Extracted information:
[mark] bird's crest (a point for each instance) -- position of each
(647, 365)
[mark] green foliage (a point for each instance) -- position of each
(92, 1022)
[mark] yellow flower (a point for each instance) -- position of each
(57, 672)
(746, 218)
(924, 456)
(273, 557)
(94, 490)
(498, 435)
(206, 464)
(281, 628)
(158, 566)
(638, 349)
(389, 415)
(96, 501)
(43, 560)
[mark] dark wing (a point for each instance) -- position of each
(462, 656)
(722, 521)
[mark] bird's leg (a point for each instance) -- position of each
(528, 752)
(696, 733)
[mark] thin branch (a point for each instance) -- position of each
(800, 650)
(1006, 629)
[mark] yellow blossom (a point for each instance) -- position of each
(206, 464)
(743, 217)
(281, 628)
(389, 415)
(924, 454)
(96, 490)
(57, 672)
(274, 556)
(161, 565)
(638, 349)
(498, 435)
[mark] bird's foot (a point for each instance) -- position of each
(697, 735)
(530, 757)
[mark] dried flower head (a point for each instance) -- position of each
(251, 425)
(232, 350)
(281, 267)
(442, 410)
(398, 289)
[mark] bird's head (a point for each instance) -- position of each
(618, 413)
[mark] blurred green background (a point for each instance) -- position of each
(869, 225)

Short task: Return all of the data above line for line, without changing a single character.

Completed task:
[mark] bird's crest (a point for each instance) -- position of each
(647, 365)
[mark] green foliage (a point for each instance) -- position of each
(92, 1022)
[mark] yellow flower (a point for each instance) -- position of each
(57, 672)
(746, 218)
(924, 456)
(273, 557)
(94, 490)
(498, 435)
(206, 464)
(281, 628)
(158, 566)
(638, 349)
(389, 415)
(96, 501)
(43, 560)
[mark] dark wing (a point for each instance) -- position of each
(462, 656)
(722, 521)
[mark] bird's leg (a point for each instance) -- position of each
(528, 752)
(696, 733)
[mark] thin branch (a point for each instance) -- position of each
(800, 650)
(1006, 629)
[mark] yellow blossom (a point for each instance) -- position of each
(206, 464)
(743, 217)
(281, 628)
(389, 415)
(924, 454)
(96, 490)
(57, 672)
(274, 556)
(161, 565)
(638, 349)
(498, 435)
[mark] bird's foot (a point for each instance) -- position of each
(697, 735)
(530, 757)
[mark] dried flower head (a point for each instance) -- position of each
(251, 425)
(232, 350)
(281, 267)
(442, 410)
(398, 289)
[mark] bird's head (a point for each instance) -- position of each
(618, 413)
[mark] blurred green background (a point for each instance) -- position of each
(869, 225)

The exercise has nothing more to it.